Given exercise:
Reproduce the whole safari travel talk below word for word.

Extracted text:
......

The plane just drops you there and leaves.
So it’s not easy. You’re not in a luxury resort,
you’re in the savannah. It’s an adventure. Yeah, there’s
an adventurous vibe. Yeah, the adventure
is implicit in the plane, in the landing
and stuff. I went to Kenya, Tanzania,
Rwanda, Botswana and Namibia. Maybe because it was the first,
but I found Kenya the coolest. I loved the Kenyan people. In Tanzania, I found the people
a bit serious. The Tanzanians. You can’t be too at ease. In Kenya, they’d take us
to the middle of nowhere. It’s not just tiny roads,
but they’d go there. In Tanzania you kinda have
to stick to established routes. But in Kenya and Botswana
you wind around the forests. Something I think
it’s a cool tip: when I arrived in Nairobi
I stayed in the Giraffe Manor, which is very expensive. But it’s awesome,
you have breakfast with giraffes. It’s actually
a giraffe sanctuary. You go to sleep and when you
wake up next morning there are small windows
with food for the giraffes. They stick their heads inside
and you feed them. Then you go down to eat breakfast,
the giraffes are there, too. There’s also
an elephant orphanage. You’re in full contact.
You get your clothes dirty, you can hug the elephants, they squirt water on you. You stay among tons of them. You spend the morning with
giraffes and elephants, go back to the hotel, shower
and go straight to the safari. He’s not into it, but there’s
this restaurant called Carnivore. -Yeah.
-It’s a kind of barbecue place, but instead of bringing
spits to the table, there’s this gigantic oven
in the middle of the restaurant -with all kinds of meat.

......

Information given:
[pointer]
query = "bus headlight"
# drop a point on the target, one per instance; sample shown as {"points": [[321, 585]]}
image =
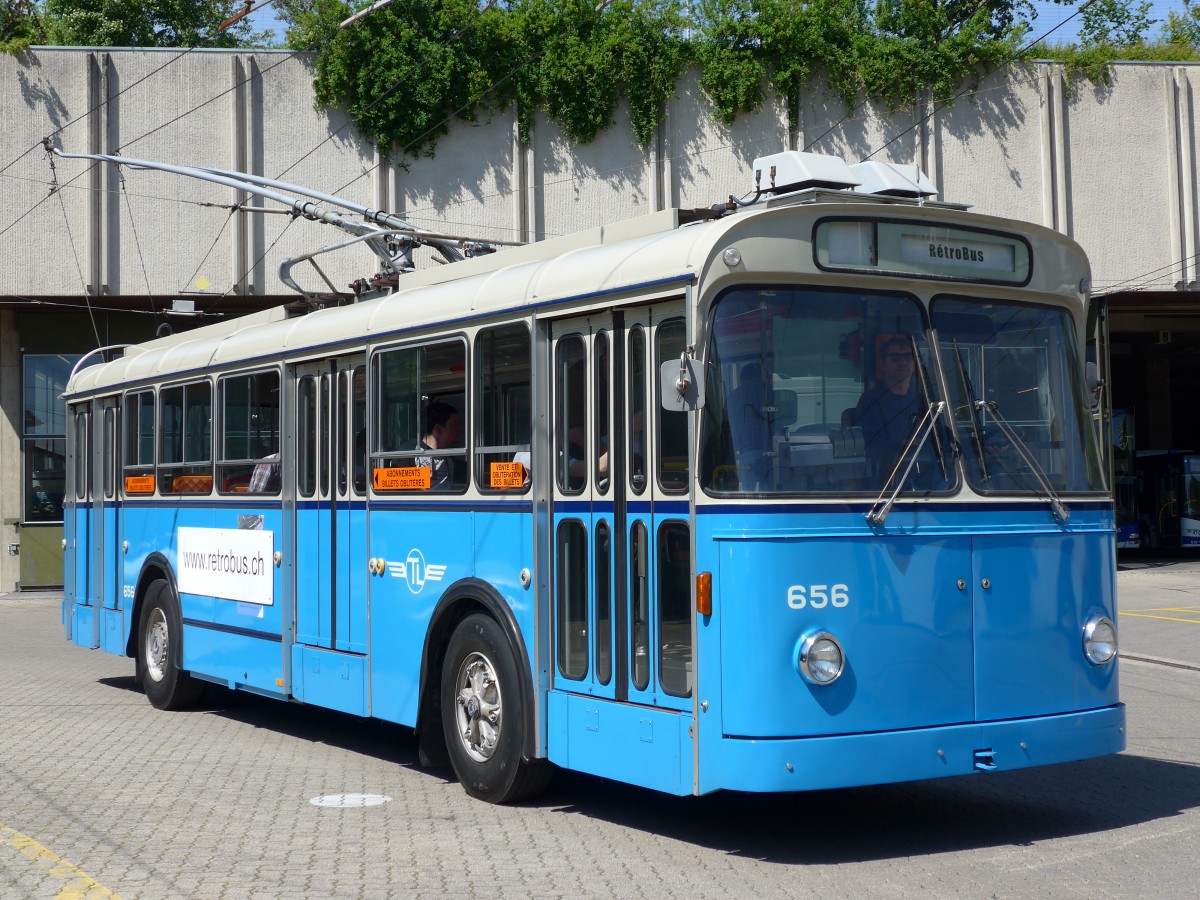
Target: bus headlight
{"points": [[821, 658], [1099, 640]]}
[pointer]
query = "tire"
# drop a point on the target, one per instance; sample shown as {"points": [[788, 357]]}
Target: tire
{"points": [[160, 652], [483, 715]]}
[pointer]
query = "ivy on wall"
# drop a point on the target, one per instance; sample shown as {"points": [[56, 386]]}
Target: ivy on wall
{"points": [[406, 71]]}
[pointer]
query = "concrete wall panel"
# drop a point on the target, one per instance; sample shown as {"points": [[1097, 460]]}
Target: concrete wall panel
{"points": [[1020, 144]]}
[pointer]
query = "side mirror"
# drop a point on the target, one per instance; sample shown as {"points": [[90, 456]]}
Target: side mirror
{"points": [[682, 383]]}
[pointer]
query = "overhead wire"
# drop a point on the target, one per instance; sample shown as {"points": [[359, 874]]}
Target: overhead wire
{"points": [[498, 83], [1017, 54], [75, 252]]}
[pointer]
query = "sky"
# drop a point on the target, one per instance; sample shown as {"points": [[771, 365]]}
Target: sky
{"points": [[1049, 15]]}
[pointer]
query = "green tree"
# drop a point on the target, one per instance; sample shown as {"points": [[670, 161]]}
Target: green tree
{"points": [[126, 23], [19, 25], [1115, 23], [1183, 28]]}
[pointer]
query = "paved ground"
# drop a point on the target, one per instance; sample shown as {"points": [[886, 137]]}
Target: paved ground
{"points": [[102, 796]]}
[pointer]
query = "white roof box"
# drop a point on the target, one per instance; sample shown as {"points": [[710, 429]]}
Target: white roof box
{"points": [[892, 179], [795, 171]]}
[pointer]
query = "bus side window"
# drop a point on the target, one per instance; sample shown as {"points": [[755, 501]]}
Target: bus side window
{"points": [[139, 441], [637, 408], [250, 433], [672, 431], [420, 411], [185, 438], [504, 415]]}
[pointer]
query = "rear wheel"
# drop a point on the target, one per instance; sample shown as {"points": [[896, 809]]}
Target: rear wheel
{"points": [[160, 652], [483, 715]]}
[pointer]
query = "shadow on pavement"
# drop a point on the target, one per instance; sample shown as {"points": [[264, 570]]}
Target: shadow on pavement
{"points": [[917, 819], [845, 826]]}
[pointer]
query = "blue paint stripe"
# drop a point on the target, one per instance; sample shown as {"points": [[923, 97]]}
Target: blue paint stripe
{"points": [[941, 507], [341, 347], [235, 630], [525, 507], [207, 502]]}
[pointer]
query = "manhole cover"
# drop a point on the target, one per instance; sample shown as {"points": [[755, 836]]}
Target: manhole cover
{"points": [[347, 801]]}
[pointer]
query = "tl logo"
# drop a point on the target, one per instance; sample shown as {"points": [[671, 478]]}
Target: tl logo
{"points": [[415, 573]]}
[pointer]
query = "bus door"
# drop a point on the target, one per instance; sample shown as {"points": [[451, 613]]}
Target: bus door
{"points": [[658, 526], [330, 513], [107, 568], [581, 430], [84, 624], [622, 629]]}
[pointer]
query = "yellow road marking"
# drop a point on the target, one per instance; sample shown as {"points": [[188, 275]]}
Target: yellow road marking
{"points": [[1164, 618], [78, 885]]}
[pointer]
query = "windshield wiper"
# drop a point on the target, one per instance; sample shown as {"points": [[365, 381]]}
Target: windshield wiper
{"points": [[928, 395], [977, 430], [1056, 507], [879, 514]]}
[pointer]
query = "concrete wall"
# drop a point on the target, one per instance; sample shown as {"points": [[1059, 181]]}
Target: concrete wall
{"points": [[1023, 144], [1114, 166]]}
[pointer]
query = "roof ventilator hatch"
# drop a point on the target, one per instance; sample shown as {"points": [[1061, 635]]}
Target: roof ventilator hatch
{"points": [[797, 171], [892, 179]]}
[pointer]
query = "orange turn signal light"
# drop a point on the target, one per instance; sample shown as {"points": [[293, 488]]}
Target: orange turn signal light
{"points": [[705, 593]]}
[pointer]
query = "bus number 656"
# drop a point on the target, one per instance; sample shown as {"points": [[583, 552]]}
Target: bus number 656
{"points": [[817, 595]]}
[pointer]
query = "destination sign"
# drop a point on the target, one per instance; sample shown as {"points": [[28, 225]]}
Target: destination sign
{"points": [[139, 484], [916, 249], [405, 478], [507, 475]]}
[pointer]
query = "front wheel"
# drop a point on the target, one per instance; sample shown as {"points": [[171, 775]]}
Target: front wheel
{"points": [[160, 652], [483, 715]]}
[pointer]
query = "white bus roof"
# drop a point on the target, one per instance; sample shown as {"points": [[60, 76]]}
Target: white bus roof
{"points": [[605, 261]]}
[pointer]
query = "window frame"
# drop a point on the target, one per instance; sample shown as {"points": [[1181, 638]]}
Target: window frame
{"points": [[221, 462]]}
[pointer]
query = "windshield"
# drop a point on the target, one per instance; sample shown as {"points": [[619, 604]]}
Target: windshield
{"points": [[1017, 366], [820, 391]]}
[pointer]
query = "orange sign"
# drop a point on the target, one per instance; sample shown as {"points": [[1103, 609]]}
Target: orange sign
{"points": [[139, 484], [503, 475], [408, 478]]}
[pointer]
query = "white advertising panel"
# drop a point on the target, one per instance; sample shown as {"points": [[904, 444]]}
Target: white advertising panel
{"points": [[229, 563]]}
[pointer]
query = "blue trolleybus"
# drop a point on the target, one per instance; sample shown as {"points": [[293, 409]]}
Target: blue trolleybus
{"points": [[797, 492]]}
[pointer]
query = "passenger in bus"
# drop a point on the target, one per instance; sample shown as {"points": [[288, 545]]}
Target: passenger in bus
{"points": [[441, 433], [887, 412], [751, 423], [265, 477]]}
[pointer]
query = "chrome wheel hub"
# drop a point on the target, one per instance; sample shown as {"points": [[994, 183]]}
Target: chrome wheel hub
{"points": [[478, 707], [156, 646]]}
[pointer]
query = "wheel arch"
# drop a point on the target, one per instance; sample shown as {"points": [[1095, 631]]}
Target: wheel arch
{"points": [[460, 600], [155, 567]]}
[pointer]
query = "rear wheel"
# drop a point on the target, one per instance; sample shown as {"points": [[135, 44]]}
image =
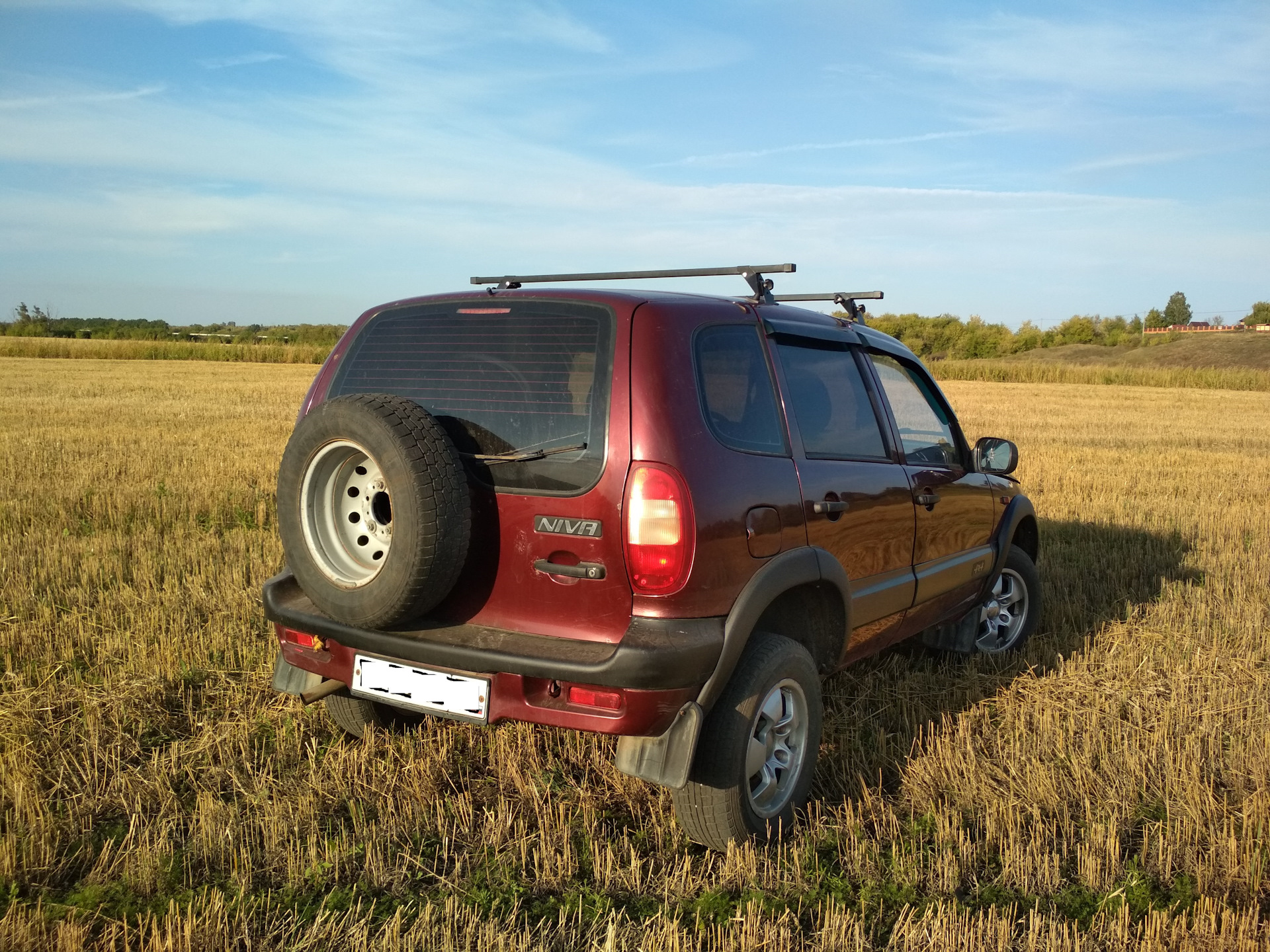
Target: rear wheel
{"points": [[756, 756]]}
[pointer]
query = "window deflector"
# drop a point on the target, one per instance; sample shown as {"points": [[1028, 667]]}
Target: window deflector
{"points": [[835, 342], [930, 391]]}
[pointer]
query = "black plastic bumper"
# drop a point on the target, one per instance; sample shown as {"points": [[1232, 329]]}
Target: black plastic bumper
{"points": [[654, 654]]}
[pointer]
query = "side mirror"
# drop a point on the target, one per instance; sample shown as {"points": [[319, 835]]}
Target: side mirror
{"points": [[995, 455]]}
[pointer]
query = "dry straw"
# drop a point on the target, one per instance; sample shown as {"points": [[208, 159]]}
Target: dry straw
{"points": [[1109, 790]]}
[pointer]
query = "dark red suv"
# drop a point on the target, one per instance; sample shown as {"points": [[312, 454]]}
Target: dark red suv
{"points": [[658, 516]]}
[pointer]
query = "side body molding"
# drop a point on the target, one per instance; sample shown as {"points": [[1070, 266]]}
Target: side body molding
{"points": [[799, 567]]}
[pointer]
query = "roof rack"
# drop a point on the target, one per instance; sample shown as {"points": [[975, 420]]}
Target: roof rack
{"points": [[847, 299], [752, 273]]}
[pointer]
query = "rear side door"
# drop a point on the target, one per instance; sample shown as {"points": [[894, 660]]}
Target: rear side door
{"points": [[857, 496], [952, 503]]}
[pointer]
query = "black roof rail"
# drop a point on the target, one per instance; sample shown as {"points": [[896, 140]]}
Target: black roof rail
{"points": [[847, 299], [752, 273]]}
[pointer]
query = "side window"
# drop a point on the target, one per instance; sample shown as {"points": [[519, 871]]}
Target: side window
{"points": [[831, 404], [925, 429], [737, 391]]}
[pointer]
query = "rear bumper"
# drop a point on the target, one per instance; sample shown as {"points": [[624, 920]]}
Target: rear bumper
{"points": [[657, 666]]}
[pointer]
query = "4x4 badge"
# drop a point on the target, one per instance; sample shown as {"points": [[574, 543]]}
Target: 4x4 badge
{"points": [[564, 526]]}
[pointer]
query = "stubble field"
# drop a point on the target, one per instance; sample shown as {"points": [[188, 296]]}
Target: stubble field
{"points": [[1109, 789]]}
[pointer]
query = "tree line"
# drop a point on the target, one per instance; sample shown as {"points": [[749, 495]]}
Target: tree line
{"points": [[937, 338], [37, 323], [952, 338]]}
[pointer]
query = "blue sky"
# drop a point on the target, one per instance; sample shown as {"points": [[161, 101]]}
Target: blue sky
{"points": [[263, 161]]}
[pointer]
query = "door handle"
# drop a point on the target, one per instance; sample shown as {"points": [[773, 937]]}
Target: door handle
{"points": [[582, 571]]}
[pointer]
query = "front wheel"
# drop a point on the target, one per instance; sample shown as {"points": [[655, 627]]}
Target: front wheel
{"points": [[1011, 611], [756, 756]]}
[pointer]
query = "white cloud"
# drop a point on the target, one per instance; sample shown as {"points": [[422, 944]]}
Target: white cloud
{"points": [[63, 99], [244, 60], [727, 158]]}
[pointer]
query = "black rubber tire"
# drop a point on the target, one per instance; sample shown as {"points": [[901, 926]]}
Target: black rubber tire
{"points": [[1019, 561], [714, 807], [355, 715], [431, 508]]}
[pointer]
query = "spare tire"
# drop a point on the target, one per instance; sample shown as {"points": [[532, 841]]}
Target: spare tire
{"points": [[372, 509]]}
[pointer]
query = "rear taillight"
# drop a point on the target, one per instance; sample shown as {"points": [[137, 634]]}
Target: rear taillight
{"points": [[659, 530], [298, 637]]}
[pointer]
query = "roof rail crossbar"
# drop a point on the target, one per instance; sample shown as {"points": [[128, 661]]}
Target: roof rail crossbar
{"points": [[846, 299], [837, 296], [752, 273]]}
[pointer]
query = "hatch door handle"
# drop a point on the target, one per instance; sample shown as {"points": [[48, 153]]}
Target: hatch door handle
{"points": [[582, 571]]}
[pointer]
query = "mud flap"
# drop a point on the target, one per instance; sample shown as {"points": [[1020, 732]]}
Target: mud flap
{"points": [[954, 636], [667, 758], [292, 681]]}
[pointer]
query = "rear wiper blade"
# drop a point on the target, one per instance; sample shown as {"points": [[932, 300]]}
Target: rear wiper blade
{"points": [[520, 456]]}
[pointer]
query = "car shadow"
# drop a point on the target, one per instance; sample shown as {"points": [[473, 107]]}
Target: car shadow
{"points": [[1091, 574]]}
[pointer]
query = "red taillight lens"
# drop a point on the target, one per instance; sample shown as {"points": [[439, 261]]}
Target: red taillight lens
{"points": [[298, 637], [592, 697], [659, 530]]}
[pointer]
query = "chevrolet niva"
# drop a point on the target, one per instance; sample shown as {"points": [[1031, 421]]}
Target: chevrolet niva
{"points": [[657, 516]]}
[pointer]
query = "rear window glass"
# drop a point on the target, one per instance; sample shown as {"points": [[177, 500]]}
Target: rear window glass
{"points": [[534, 377], [737, 391]]}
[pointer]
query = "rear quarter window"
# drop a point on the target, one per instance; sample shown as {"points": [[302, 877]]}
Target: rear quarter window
{"points": [[502, 377]]}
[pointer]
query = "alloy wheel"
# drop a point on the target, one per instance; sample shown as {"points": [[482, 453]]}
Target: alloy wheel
{"points": [[777, 749], [1003, 615]]}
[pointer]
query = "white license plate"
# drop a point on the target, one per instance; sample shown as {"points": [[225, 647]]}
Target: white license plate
{"points": [[421, 688]]}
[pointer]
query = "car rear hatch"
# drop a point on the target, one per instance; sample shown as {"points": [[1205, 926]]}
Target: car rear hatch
{"points": [[534, 394]]}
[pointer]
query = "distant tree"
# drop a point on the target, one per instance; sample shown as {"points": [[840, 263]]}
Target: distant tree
{"points": [[1177, 311]]}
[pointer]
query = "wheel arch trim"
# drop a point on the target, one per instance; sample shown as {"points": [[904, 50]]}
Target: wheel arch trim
{"points": [[1019, 514], [806, 565]]}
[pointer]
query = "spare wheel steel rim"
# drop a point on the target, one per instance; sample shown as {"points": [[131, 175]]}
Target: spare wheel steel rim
{"points": [[1003, 614], [777, 749], [346, 509]]}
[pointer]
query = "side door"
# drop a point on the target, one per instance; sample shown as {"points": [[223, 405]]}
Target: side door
{"points": [[857, 496], [952, 556]]}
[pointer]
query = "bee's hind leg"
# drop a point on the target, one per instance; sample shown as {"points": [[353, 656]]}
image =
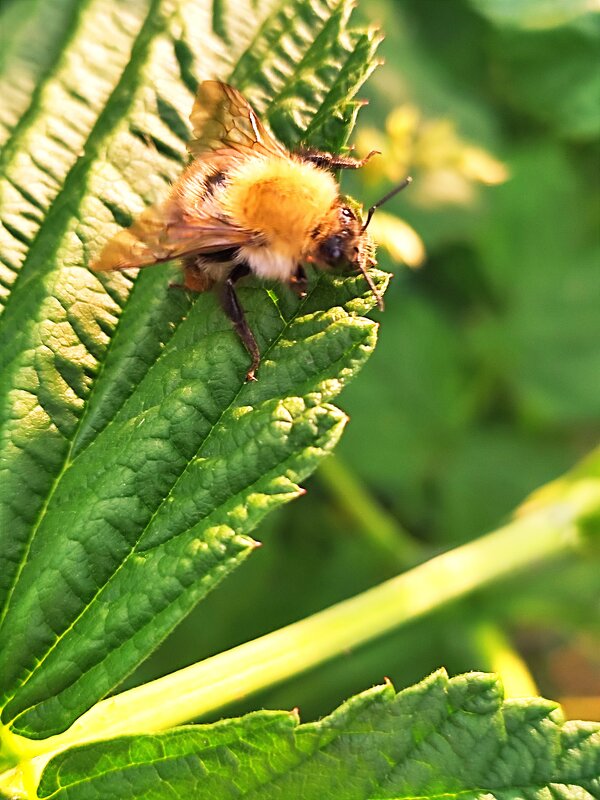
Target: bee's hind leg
{"points": [[233, 309]]}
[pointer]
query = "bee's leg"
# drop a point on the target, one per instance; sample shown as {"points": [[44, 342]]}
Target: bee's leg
{"points": [[233, 309], [330, 161], [194, 278], [299, 281]]}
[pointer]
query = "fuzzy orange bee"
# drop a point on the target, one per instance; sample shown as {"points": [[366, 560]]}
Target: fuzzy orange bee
{"points": [[246, 205]]}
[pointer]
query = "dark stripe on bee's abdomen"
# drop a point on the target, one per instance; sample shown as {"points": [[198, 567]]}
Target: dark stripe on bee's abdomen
{"points": [[222, 256]]}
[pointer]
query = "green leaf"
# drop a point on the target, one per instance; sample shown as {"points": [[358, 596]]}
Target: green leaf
{"points": [[440, 738], [134, 458], [535, 14], [564, 92]]}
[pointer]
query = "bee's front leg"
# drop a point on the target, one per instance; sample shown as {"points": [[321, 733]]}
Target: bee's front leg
{"points": [[233, 309]]}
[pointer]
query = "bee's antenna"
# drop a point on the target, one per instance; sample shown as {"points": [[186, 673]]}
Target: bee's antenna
{"points": [[406, 182]]}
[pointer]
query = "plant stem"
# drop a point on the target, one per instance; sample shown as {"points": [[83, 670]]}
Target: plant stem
{"points": [[498, 655], [547, 531], [381, 528]]}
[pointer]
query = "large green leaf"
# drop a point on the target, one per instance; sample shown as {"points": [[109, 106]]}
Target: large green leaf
{"points": [[134, 458], [440, 739]]}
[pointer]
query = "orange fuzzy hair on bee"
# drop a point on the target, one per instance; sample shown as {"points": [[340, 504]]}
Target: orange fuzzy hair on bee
{"points": [[283, 198]]}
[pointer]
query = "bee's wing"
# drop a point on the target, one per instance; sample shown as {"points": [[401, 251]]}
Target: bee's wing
{"points": [[164, 232], [223, 120]]}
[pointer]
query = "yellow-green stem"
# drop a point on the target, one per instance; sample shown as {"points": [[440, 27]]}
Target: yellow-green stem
{"points": [[377, 525], [546, 531]]}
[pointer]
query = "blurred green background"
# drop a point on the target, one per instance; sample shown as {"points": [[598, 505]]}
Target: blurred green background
{"points": [[486, 380]]}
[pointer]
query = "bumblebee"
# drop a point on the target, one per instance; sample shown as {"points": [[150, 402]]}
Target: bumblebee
{"points": [[247, 205]]}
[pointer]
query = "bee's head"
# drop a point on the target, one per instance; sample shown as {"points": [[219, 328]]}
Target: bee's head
{"points": [[341, 241], [342, 238]]}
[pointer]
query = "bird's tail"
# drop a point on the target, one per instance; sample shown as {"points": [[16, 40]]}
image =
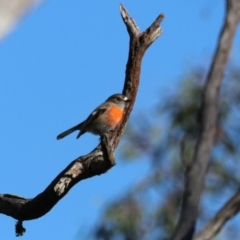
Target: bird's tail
{"points": [[67, 132]]}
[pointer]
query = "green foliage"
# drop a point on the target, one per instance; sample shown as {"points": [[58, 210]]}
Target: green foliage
{"points": [[150, 210]]}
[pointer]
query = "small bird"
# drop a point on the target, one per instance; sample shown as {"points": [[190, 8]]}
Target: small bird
{"points": [[106, 117]]}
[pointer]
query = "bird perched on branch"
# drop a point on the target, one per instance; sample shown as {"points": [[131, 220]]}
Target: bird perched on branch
{"points": [[103, 119]]}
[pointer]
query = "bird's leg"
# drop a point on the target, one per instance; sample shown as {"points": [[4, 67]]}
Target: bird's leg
{"points": [[107, 148]]}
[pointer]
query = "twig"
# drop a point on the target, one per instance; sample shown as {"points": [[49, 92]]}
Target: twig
{"points": [[101, 158], [230, 209]]}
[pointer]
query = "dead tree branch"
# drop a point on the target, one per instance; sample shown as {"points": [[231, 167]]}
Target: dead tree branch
{"points": [[101, 158], [195, 174], [230, 209]]}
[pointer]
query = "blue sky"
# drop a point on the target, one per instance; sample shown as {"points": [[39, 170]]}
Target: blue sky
{"points": [[59, 63]]}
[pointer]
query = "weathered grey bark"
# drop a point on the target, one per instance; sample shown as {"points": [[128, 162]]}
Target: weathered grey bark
{"points": [[101, 158], [195, 174], [11, 11]]}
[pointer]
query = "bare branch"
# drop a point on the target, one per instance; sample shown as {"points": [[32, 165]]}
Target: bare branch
{"points": [[195, 174], [11, 11], [230, 209], [101, 158]]}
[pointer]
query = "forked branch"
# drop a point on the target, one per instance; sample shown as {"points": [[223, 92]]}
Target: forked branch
{"points": [[101, 158]]}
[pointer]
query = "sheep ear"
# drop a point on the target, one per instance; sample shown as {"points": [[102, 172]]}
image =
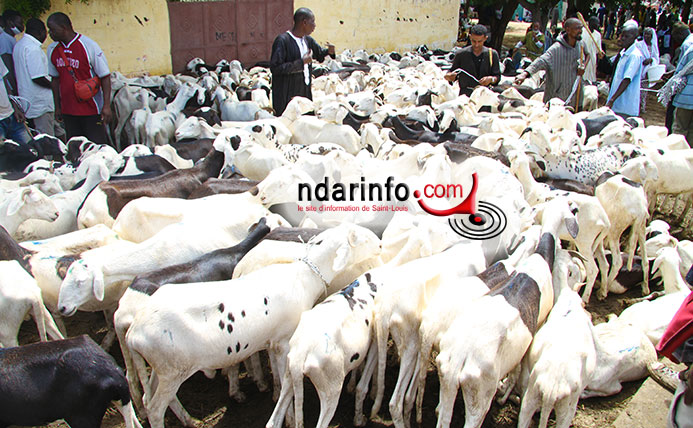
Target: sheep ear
{"points": [[99, 286], [341, 258], [16, 203], [341, 114], [572, 226]]}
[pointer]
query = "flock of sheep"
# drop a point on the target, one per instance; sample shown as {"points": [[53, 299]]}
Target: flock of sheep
{"points": [[205, 197]]}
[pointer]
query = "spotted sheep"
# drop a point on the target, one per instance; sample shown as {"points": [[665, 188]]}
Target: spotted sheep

......

Result for this task:
The plane just drops you there and leaves.
So it’s not easy. You’re not in a luxury resort,
you’re in the savannah. It’s an adventure. Yeah, there’s
an adventurous vibe. Yeah, the adventure
is implicit in the plane, in the landing
and stuff. I went to Kenya, Tanzania,
Rwanda, Botswana and Namibia. Maybe because it was the first,
but I found Kenya the coolest. I loved the Kenyan people. In Tanzania, I found the people
a bit serious. The Tanzanians. You can’t be too at ease. In Kenya, they’d take us
to the middle of nowhere. It’s not just tiny roads,
but they’d go there. In Tanzania you kinda have
to stick to established routes. But in Kenya and Botswana
you wind around the forests. Something I think
it’s a cool tip: when I arrived in Nairobi
I stayed in the Giraffe Manor, which is very expensive. But it’s awesome,
you have breakfast with giraffes. It’s actually
a giraffe sanctuary. You go to sleep and when you
wake up next morning there are small windows
with food for the giraffes. They stick their heads inside
and you feed them. Then you go down to eat breakfast,
the giraffes are there, too. There’s also
an elephant orphanage. You’re in full contact.
You get your clothes dirty, you can hug the elephants, they squirt water on you. You stay among tons of them. You spend the morning with
giraffes and elephants, go back to the hotel, shower
and go straight to the safari. He’s not into it, but there’s
this restaurant called Carnivore. -Yeah.
-It’s a kind of barbecue place, but instead of bringing
spits to the table, there’s this gigantic oven
in the middle of the restaurant -with all kinds of meat.